• **Compito da svolgere**:
Rispondi a queste domande sull'articolo del cittadino novarese prosciolto:
(a) Per quale fatto l'uomo era già stato condannato a 2 anni?
(b) A quale mese e anno risale la vicenda al centro del nuovo processo?
(c) Quanto avrebbe investito e perso l'uomo per la tabaccheria, secondo quanto dice lui?

• **Brano da leggere**:
# # #

Scrive frasi diffamatorie sui social, ma è prosciolto perchè il sindaco lo “perdona”

Il novarese era già stato condannato a 2 anni per aver sfondato con l’auto il portone del municipio. Aveva pubblicato in più occasioni post diffamatori nei confronti del primo cittadino e di altri ex amministratori

Scrive su Facebook che il sindaco tutela i mafiosi, ma il primo cittadino non ha mai presentato querela per quei fatti. E il cittadino «molesto», M.D.F., 38 anni, novarese già condannato a 2 anni per aver sfondato con l’auto il portone del municipio nell’agosto di due anni fa (leggi qui), viene prosciolto in tribunale: il giudice ha pronunciato il non doversi procedere per mancanza di querela.

L’imputato è un abituèe dei commenti social non sempre appropriati. Questa volta, però, il sindaco Alessandro Canelli l’ha perdonato. Al centro del nuovo processo una vicenda che risale al novembre del 2019. Inserendosi in una discussione che riguardava l’operato dell’amministrazione comunale, aveva «postato» delle frasi che non erano passate inosservate alla Digos. Ed era stato quindi aperto un autonomo fascicolo per diffamazione: «Ha offeso la reputazione del sindaco», secondo gli investigatori. In più occasioni, sia in precedenza sia successivamente a questo fatto, l’uomo aveva insistentemente sottoposto ai politici novaresi, di ogni schieramento, la situazione della sua famiglia: a suo dire avrebbe investito e perso 500 mila euro per una tabaccheria da realizzare alla ex Rotondi di Novara, mai aperta per questioni burocratiche e problemi con la proprietà.

# # #

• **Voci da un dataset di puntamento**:
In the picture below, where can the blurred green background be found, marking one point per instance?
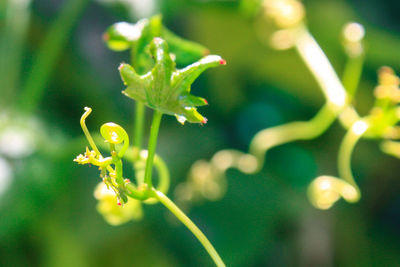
(47, 208)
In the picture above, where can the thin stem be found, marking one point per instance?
(322, 70)
(86, 131)
(12, 37)
(48, 53)
(155, 125)
(138, 125)
(346, 150)
(191, 226)
(352, 74)
(298, 130)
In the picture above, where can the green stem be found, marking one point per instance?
(346, 149)
(321, 69)
(47, 55)
(352, 74)
(12, 37)
(190, 225)
(138, 125)
(155, 125)
(298, 130)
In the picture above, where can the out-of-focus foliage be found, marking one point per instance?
(48, 213)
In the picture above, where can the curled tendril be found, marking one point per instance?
(86, 131)
(115, 134)
(324, 191)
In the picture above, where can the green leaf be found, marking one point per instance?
(166, 88)
(137, 36)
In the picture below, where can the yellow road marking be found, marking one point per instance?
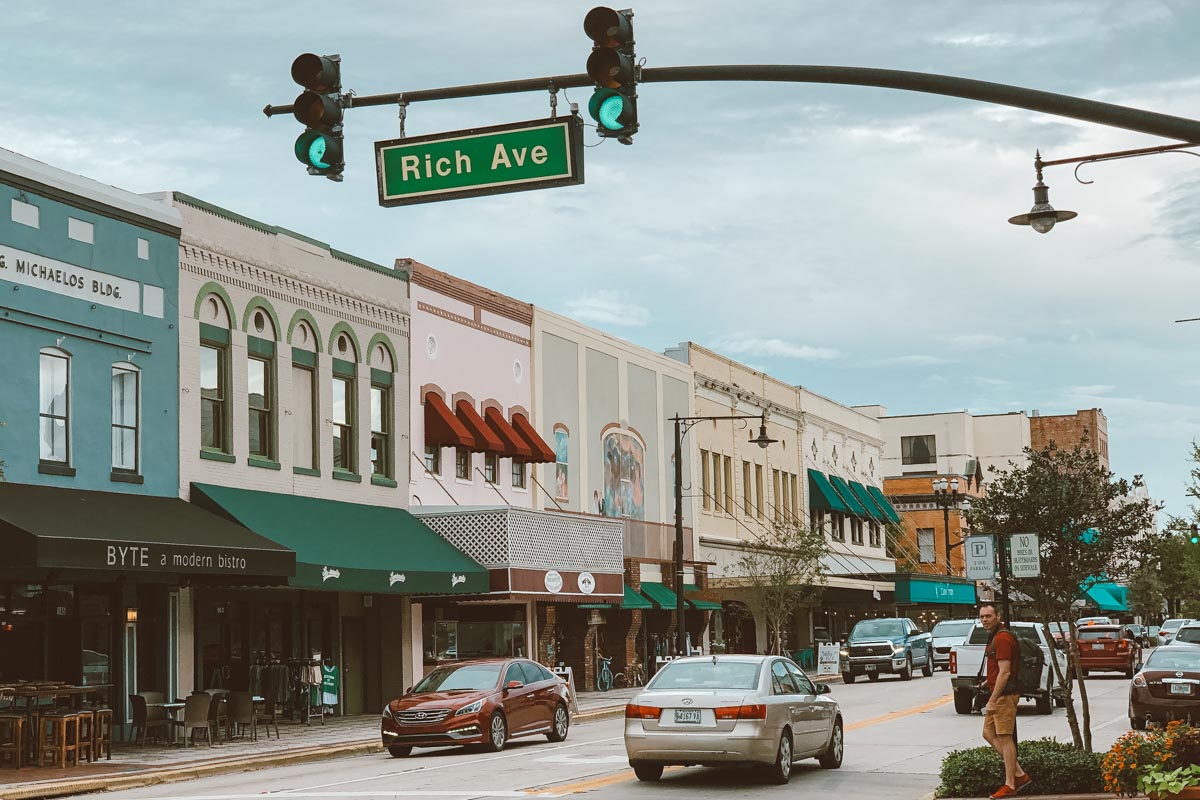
(628, 775)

# # #

• **Risposta completa**:
(a) Per aver sfondato con l'auto il portone del municipio.
(b) Al novembre del 2019.
(c) 500 mila euro.